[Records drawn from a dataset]
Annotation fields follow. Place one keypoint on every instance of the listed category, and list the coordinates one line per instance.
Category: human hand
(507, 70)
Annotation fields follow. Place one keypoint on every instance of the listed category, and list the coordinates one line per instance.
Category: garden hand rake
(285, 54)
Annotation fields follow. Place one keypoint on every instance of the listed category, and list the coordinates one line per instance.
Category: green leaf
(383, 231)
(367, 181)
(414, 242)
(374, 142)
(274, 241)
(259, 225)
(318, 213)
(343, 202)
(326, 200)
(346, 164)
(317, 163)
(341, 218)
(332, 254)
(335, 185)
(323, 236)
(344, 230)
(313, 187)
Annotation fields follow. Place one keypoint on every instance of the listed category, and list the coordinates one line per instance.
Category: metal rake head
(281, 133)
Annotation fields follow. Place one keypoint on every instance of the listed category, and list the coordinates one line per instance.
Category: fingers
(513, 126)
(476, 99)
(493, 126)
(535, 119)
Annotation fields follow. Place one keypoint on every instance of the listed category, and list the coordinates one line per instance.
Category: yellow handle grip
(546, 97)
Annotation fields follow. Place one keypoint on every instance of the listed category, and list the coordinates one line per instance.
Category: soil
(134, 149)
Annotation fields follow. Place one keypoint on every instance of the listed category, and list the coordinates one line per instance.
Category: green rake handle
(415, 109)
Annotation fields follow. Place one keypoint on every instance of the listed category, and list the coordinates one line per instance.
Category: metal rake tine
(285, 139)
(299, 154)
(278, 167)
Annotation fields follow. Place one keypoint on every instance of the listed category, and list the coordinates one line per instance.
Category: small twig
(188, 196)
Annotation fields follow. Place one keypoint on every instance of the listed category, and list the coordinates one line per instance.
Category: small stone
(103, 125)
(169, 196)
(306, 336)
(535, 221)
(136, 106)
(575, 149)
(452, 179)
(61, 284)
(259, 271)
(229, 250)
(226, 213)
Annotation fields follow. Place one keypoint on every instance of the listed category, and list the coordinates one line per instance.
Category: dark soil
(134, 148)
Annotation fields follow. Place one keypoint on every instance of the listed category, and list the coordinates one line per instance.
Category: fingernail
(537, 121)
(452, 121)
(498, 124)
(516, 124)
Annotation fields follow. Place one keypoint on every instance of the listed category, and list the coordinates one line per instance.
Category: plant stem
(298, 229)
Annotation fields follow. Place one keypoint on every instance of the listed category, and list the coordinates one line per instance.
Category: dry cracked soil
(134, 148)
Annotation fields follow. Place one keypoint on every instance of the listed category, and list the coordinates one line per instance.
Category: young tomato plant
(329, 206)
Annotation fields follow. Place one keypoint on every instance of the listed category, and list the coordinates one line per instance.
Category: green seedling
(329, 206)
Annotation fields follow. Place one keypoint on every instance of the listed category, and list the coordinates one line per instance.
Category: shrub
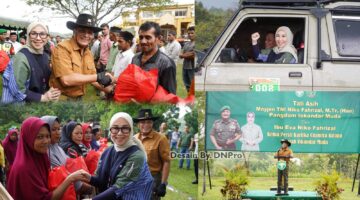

> [Problem description]:
Nothing but the text is wanted: repeat the data above exactly, without its images.

> [Answer to the problem]:
Annotation fields follow. Place one keypoint on every instance of the listed category, and list the coordinates one line per instance.
Category: human hand
(507, 70)
Annotation fields follow. Place one keypoint on every instance of the listed category, and list the coordinates one line per instance.
Category: garden hand rake
(285, 54)
Annotation fields follow. Place one keypoint on every instance of the listed category, and list the coordinates one line per instance.
Category: green leaf
(383, 231)
(367, 181)
(414, 242)
(374, 142)
(274, 241)
(259, 225)
(318, 213)
(343, 202)
(326, 200)
(346, 164)
(317, 163)
(341, 218)
(332, 254)
(335, 185)
(323, 236)
(344, 230)
(313, 187)
Annotation fields follow. Place one keypoint on every instance of the listed category, and list the coordinates one line per instance.
Category: metal rake head
(281, 133)
Annotation fields follow. Place one keypoint on every instance of the listed category, and list the coordinates one line per instance.
Category: fingers
(513, 126)
(476, 99)
(493, 126)
(535, 119)
Annotation fields follow. Place one keypoint on every instance of the listed category, and list the coordinates one line per instance.
Category: yellow handle grip
(546, 97)
Annotation fields follow. Place one keypoint on every instance of the listed category, and list the coordinates one line per instance.
Category: soil
(134, 149)
Annotation fields follow. Place one keypoint on every instance of the listed category, and list the coordinates one line per instance.
Category: green rake handle
(415, 109)
Annotation fields follow. Place one keypoint on every instance of the listed category, and list the coordinates one line per instance.
Category: metal rake tine
(285, 139)
(299, 154)
(278, 167)
Annotation fields follow. Place one keypoint on every instance of the listed category, and list the coordinates one line per instance.
Category: small twig
(188, 196)
Annotation fields follow. Place one keypoint on every instance of the listed category, and list the coordinates one line per instance.
Category: small stone
(103, 125)
(169, 196)
(306, 336)
(535, 221)
(136, 106)
(575, 149)
(452, 179)
(61, 284)
(259, 271)
(229, 250)
(226, 213)
Annotation fields follow. Place one keypoint on every instance of the listed category, and list the coordinates one line per instance.
Category: dark soil
(134, 148)
Annotation fields follow. Place one keypoint on every instance of the listed category, and list the coordinates one line per instance.
Category: fingernail
(537, 121)
(452, 121)
(498, 124)
(516, 124)
Annotation fields follow. Place one keypoint on every instance of the listed category, and list the coordinates one line per instance.
Category: plant stem
(298, 229)
Annotation fields follow. Place one keypoint on every instance of the listed category, and list the coordinates one line per instance.
Category: dry cracked soil
(134, 148)
Annotation fields follow. Place one keypoint on every instance of the listed category, and list the coordinates one line per instance.
Category: young tomato plant
(329, 206)
Annotation fields follow. Place one keypoint on every instance of the listed category, and list the coordinates one line per instance.
Category: green seedling
(329, 206)
Annotation fields follow. Place one keypoint on every instance of the listed category, and list the coordinates one line per instance.
Category: shrub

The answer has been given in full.